● **Text passage**:
§ §
To be clear, I’m not suggesting that anyone in the capitol’s IT department did anything wrong; they might have had the capability to lock down the building’s machine’s and didn’t get the alert order to do so. Or maybe they didn’t get permission to, as people offsite relied on cable news to reveal the scope of the problem and coverage was contradictory. Or maybe they had the capability and used it but this one PC glitched and didn’t process the shutdown order. I have no way of knowing what really happened; I don’t have any friends in this IT department.
I’m bringing this up because I believe this is an essential Business Continuity / Disaster Recovery capability that every organisation needs to design, test, and maintain. I’m arguing that a company’s Cyber Operations function should have the ability to remotely shut down and isolate entire buildings’ worth of IT kit during a rapidly unfolding emergency. I think that IT boffins must have the ability to deny intruders access to company protected information and IT resources on a facility-wide scale, on-demand.
You might well ask “Come on, Keil. It seems very unlikely that our accounting practice in Leeds is likely to be overrun by a mob of uncoordinated violent extremists. Why should we go to all this trouble?” That’s a fair question. Let me counter with some slightly less fantastic scenarios where all of your employees might be forced to abandon their posts on short notice:
- Do buildings ever catch fire in your community?
- Do you ever experience severe weather, like tornadoes, hurricanes, or blizzards?
- Are any of your facilities heated by natural gas?
- Are any of your facilities located near an industrial site?
- Does your community experience “mass shooter” events?
- Does your community experience “mail bomb” attacks?
§ §
● **Task description**: Please list each question in the bulleted list of the IT shutdown passage above.

● **Data excerpt**:
§ §
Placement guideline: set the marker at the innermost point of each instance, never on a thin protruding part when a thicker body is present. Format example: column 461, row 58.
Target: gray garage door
§ §
● **Written reply**:
- Do buildings ever catch fire in your community?
- Do you ever experience severe weather, like tornadoes, hurricanes, or blizzards?
- Are any of your facilities heated by natural gas?
- Are any of your facilities located near an industrial site?
- Does your community experience “mass shooter” events?
- Does your community experience “mail bomb” attacks?